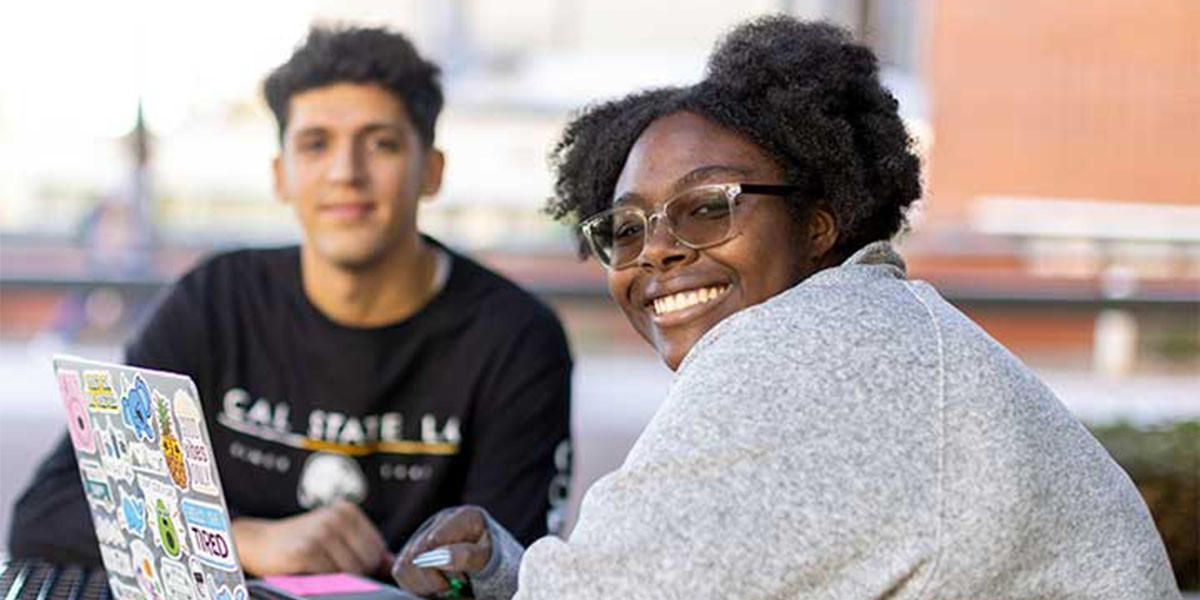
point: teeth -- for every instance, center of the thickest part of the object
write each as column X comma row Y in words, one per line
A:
column 687, row 299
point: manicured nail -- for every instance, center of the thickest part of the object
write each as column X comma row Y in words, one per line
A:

▸ **Exercise**:
Rewrite the material above as a numbered list with one line per item, skipping blank lines and leaving out the pictures.

▸ **Output**:
1. point: teeth -- for every instance, center of the thickest part of the object
2. write each as column X comma row Y in words, one per line
3. A:
4. column 687, row 299
5. point: manicured nail -- for every instance, center of the thickest part of the object
6. write each as column X comma row Y in words, one per line
7. A:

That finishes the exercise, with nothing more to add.